> **Page**
On Tue, 29 Oct 2019, Jiufu Guo wrote:

> Jiufu Guo <guoji...@linux.ibm.com> writes:
> 
> > Hi,
> >
> > In previous patch r277501, which is changing PARAM_MAX_UNROLL_TIMES
> > and PARAM_MAX_UNROLLED_INSNS values during option overriding, while
> > it would better to use target loop unroll adjust hook. The hook can
> > also help to do further target related hueristic adjust.
> > This patch is adding target loop unroll adjust hook for rs6000 to
> > impliment previous behavior.
> >
> > Bootstrapped and regtested on powerpc64le. Is this ok for trunk?
> >
> > A combined patch is listed at the end of this mail for this and r277501.
> > If you want to review it as a whole, it can be referenced.
> >
> > Jiufu Guo
> > BR
> >
> >
> > gcc/
> > 2019-10-29  Jiufu Guo  <guoji...@linux.ibm.com>         
> >
> >     PR tree-optimization/88760
> >     * config/rs6000/rs6000.c (rs6000_option_override_internal): Remove
> >     changes to PARAM_MAX_UNROLL_TIMES and PARAM_MAX_UNROLLED_INSNS.
> >     (TARGET_LOOP_UNROLL_ADJUST): Add loop unroll adjust hook.

> **Your objective**
Write the next part of the GCC mailing-list message, starting right after its last line. The material has no connection to the GCC mailing-list message.

> **Provided records**
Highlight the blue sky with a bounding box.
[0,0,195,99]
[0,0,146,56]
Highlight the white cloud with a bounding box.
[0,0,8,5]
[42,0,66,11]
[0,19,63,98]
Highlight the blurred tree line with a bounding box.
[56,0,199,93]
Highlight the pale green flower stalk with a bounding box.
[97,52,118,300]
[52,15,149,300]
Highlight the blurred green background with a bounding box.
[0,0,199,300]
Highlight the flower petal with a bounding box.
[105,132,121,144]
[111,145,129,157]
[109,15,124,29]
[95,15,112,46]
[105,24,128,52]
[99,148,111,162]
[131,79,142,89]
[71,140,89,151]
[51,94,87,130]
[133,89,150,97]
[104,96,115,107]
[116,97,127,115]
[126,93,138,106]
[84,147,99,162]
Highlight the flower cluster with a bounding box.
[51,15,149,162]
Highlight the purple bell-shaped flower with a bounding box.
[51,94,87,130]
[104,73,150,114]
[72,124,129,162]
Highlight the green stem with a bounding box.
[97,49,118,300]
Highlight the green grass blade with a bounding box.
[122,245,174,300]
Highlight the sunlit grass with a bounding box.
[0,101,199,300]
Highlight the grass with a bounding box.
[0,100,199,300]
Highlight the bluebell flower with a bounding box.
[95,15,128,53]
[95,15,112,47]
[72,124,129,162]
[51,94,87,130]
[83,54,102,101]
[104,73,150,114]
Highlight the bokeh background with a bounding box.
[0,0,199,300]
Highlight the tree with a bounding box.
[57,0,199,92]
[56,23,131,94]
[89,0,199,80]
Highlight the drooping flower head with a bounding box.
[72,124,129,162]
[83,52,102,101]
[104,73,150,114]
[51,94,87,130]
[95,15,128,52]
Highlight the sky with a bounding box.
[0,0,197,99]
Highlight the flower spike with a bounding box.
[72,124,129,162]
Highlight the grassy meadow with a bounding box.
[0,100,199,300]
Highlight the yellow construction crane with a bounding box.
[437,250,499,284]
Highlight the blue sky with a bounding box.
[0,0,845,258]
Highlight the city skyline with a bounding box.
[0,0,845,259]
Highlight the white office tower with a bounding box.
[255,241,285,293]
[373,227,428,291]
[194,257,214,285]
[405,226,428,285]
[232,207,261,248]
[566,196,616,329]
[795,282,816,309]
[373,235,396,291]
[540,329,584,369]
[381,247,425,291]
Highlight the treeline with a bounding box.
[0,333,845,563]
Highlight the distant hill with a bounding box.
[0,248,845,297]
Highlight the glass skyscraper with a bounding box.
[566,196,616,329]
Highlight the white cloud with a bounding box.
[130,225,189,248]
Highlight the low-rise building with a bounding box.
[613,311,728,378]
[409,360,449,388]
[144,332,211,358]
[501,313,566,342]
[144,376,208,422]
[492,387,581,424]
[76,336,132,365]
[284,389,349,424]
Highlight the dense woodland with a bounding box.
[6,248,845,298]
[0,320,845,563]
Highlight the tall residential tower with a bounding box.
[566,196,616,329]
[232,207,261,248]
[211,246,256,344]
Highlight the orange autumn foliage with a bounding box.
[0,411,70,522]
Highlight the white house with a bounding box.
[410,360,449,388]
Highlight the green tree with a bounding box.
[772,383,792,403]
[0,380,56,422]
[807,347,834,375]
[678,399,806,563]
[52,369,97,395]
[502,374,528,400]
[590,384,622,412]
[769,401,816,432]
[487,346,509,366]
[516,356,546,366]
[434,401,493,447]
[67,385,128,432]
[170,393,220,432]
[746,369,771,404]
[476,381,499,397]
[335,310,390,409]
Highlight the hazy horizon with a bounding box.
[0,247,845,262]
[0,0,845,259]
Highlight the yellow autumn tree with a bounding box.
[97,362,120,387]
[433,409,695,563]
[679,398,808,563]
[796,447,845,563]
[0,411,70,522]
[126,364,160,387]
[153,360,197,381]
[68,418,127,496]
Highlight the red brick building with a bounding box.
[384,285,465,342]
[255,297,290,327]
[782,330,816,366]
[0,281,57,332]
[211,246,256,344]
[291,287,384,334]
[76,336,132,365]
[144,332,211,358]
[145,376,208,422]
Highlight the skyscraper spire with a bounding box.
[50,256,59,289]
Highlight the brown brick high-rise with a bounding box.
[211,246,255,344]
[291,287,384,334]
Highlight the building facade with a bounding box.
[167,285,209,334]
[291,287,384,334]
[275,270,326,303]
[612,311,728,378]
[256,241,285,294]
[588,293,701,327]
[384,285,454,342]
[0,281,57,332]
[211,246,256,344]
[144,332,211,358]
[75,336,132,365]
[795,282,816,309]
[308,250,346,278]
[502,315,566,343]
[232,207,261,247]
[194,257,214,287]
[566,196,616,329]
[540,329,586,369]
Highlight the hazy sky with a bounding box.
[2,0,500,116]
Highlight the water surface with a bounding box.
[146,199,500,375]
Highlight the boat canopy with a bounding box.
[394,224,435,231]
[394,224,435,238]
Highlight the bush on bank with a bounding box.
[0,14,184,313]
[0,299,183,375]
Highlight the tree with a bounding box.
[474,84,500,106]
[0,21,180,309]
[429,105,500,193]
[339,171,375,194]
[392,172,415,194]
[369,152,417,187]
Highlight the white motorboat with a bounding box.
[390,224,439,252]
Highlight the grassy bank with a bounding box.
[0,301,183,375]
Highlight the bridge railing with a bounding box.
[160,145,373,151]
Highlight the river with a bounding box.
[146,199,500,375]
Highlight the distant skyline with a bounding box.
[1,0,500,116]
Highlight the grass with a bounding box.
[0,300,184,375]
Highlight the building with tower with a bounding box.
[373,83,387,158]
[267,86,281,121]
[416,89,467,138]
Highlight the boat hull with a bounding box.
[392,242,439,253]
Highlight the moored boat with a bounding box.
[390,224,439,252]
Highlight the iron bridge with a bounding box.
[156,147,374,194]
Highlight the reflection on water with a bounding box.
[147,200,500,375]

> **Task response**
> >     (rs6000_loop_unroll_adjust): New hook for loop unroll adjust. Unrolling
> >     small loop 2 times if funroll-loops enabled implicitly.
> >
> >     
> > gcc.testsuite/
> > 2019-10-29  Jiufu Guo  <guoji...@linux.ibm.com>
> >
> >     PR tree-optimization/88760
> >     * gcc.dg/pr59643.c: Update back to r277550.
> >
> > Index: gcc/config/rs6000/rs6000.c
> > ===================================================================
> > --- gcc/config/rs6000/rs6000.c      (revision 277550)
> > +++ gcc/config/rs6000/rs6000.c      (working copy)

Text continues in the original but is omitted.